Dataset extract>

▼▼▼

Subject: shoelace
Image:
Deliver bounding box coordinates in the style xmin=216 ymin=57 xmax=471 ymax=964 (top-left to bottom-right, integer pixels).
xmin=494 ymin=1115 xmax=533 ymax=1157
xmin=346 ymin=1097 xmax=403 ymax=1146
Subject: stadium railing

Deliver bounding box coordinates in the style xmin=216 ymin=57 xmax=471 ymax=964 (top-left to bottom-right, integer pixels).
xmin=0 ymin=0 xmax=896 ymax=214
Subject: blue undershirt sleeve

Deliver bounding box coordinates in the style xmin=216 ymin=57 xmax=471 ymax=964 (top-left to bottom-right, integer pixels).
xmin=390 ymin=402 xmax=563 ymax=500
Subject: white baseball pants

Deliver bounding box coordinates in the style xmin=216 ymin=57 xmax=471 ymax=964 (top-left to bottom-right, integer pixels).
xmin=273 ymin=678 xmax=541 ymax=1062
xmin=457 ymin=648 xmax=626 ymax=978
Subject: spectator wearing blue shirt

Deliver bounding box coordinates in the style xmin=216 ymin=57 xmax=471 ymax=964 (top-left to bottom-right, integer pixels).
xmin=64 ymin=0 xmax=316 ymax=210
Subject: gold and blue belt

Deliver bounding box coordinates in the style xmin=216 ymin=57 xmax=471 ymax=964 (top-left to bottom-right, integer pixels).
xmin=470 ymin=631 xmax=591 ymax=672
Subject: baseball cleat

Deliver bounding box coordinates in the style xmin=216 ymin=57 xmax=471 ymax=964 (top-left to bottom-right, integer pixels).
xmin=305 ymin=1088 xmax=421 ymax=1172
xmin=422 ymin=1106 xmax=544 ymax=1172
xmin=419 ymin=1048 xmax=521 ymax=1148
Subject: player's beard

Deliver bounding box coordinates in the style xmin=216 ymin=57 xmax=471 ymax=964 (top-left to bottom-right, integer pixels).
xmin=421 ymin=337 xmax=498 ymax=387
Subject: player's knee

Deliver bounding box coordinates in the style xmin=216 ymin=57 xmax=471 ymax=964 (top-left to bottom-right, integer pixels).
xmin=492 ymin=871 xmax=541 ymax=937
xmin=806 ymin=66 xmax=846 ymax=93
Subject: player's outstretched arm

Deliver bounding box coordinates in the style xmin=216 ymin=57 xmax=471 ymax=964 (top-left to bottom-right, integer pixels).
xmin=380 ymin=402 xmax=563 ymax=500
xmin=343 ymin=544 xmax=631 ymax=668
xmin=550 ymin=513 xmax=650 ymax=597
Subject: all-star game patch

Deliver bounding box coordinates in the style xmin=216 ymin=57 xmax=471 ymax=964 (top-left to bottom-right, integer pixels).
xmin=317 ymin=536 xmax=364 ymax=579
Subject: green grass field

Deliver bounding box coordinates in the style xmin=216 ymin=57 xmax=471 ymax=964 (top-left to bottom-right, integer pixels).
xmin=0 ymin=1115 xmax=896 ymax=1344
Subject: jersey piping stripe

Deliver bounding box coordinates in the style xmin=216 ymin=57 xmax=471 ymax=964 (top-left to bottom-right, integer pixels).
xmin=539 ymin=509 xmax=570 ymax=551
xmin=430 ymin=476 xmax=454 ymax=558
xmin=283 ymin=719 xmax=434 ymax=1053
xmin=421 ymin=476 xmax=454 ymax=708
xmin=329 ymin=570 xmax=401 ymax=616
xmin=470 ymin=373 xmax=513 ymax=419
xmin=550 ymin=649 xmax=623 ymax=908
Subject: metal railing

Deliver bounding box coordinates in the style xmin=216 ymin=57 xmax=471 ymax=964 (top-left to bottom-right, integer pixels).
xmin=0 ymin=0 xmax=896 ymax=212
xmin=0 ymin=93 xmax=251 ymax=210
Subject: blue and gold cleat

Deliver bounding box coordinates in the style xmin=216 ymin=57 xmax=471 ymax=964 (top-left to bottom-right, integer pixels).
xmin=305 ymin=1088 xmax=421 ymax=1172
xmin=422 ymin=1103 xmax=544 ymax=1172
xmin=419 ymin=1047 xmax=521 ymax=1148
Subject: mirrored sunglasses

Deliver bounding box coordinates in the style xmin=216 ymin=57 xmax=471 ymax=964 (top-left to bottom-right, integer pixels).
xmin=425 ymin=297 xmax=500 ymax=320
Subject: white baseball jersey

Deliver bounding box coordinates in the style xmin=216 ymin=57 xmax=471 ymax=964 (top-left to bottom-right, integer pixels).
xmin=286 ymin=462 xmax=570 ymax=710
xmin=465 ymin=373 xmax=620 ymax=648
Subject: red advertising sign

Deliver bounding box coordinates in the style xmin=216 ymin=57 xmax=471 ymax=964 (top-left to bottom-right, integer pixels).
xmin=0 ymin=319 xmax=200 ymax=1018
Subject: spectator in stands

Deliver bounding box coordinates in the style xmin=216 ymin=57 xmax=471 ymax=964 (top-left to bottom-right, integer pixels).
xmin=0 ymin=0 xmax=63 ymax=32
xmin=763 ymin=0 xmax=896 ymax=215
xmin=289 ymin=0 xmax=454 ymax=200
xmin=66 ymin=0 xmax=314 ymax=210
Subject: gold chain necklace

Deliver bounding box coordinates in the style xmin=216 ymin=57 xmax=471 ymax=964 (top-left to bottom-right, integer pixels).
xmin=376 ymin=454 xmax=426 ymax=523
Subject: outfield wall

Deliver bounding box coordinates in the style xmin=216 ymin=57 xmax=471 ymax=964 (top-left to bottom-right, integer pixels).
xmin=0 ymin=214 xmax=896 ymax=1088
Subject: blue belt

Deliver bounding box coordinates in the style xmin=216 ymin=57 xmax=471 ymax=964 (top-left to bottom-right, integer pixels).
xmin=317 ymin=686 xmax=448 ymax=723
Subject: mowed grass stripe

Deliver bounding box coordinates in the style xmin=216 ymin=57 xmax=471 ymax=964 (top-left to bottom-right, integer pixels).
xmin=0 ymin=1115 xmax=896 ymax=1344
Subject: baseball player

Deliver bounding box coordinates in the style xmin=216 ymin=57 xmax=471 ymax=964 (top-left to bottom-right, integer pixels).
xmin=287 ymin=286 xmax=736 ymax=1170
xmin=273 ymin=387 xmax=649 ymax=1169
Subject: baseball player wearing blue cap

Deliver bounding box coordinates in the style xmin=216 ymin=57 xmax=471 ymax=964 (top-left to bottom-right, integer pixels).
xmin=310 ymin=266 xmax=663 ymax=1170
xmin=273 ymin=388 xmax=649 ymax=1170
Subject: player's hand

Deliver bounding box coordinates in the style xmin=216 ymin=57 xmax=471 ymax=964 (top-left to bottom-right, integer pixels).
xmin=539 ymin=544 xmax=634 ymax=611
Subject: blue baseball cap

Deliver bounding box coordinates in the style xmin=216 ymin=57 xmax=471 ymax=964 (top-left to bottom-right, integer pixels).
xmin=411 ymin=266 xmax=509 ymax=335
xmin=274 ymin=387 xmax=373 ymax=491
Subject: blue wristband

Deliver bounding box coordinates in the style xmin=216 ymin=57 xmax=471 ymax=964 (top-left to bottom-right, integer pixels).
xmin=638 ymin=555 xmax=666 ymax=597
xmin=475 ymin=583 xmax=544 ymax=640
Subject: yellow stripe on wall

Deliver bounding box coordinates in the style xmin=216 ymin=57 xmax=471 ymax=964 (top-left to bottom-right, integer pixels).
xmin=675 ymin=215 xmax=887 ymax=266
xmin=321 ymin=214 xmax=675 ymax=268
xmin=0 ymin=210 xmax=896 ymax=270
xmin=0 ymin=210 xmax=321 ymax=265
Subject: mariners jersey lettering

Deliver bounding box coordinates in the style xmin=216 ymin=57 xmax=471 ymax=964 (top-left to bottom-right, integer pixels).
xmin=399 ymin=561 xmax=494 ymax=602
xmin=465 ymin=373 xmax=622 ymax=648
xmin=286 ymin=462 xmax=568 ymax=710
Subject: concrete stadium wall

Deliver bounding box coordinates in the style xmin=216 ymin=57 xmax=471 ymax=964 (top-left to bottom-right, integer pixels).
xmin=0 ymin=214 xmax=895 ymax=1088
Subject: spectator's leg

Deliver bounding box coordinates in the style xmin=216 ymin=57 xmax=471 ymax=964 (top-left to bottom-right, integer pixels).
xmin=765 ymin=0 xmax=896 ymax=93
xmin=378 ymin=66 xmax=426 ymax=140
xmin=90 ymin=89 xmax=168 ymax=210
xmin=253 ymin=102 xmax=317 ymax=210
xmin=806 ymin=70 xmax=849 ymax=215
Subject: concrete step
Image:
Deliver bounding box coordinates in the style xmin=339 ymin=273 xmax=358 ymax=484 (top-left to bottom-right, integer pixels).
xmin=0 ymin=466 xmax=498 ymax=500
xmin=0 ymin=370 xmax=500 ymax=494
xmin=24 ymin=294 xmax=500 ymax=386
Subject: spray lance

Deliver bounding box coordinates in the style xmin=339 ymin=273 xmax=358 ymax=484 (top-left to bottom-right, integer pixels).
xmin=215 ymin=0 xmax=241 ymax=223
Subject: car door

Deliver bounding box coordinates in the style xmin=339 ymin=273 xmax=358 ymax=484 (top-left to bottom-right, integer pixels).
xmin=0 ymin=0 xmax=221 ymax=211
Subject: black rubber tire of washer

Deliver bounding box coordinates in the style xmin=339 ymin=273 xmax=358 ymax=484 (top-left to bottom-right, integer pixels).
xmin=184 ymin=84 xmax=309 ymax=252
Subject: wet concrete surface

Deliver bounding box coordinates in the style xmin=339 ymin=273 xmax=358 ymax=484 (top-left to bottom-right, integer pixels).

▲▲▲

Exercise brief> Please quote the stretch of rows from the line that contains "Subject: gold chain necklace" through the line that contains "xmin=475 ymin=583 xmax=544 ymax=640", both ends included, and nothing more.

Exercise response>
Subject: gold chain necklace

Deliver bounding box coordinates in the style xmin=216 ymin=57 xmax=471 ymax=964 (top-left to bottom-right, integer pixels).
xmin=376 ymin=454 xmax=426 ymax=523
Subject: outfield wall

Deliver bounding box coordinates in the style xmin=216 ymin=57 xmax=471 ymax=964 (top-left to bottom-right, integer pixels).
xmin=0 ymin=214 xmax=896 ymax=1088
Subject: blue belt

Deliver bounding box coordinates in the style xmin=216 ymin=57 xmax=471 ymax=964 (top-left to bottom-right, integer pixels).
xmin=317 ymin=686 xmax=448 ymax=723
Subject: mowed grass stripe

Deliver bounding box coordinates in the style xmin=216 ymin=57 xmax=471 ymax=964 (top-left to bottom-right, integer pixels).
xmin=0 ymin=1115 xmax=896 ymax=1344
Subject: baseball player

Deliver bounding box coordinates in the style xmin=216 ymin=57 xmax=471 ymax=964 (top-left to bottom-right, integer pixels).
xmin=287 ymin=286 xmax=736 ymax=1170
xmin=273 ymin=387 xmax=649 ymax=1169
Subject: baseball player wearing blue cap

Deliver bounding box coordinates in the style xmin=216 ymin=57 xmax=471 ymax=964 (top-left to bottom-right, integer pixels).
xmin=310 ymin=266 xmax=663 ymax=1170
xmin=273 ymin=388 xmax=649 ymax=1170
Subject: player's hand

Deliver bounding box coordinates in the style xmin=216 ymin=57 xmax=471 ymax=964 (top-left to bottom-right, integer pixels).
xmin=539 ymin=544 xmax=634 ymax=611
Subject: blue baseball cap

Deliver bounding box coordinates in the style xmin=216 ymin=57 xmax=471 ymax=964 (top-left to bottom-right, integer pixels).
xmin=411 ymin=266 xmax=509 ymax=335
xmin=274 ymin=387 xmax=373 ymax=491
Subject: blue wristband

Deliver bounding box coordinates in the style xmin=216 ymin=57 xmax=471 ymax=964 (top-left to bottom-right, integer pixels).
xmin=638 ymin=555 xmax=666 ymax=597
xmin=475 ymin=583 xmax=544 ymax=640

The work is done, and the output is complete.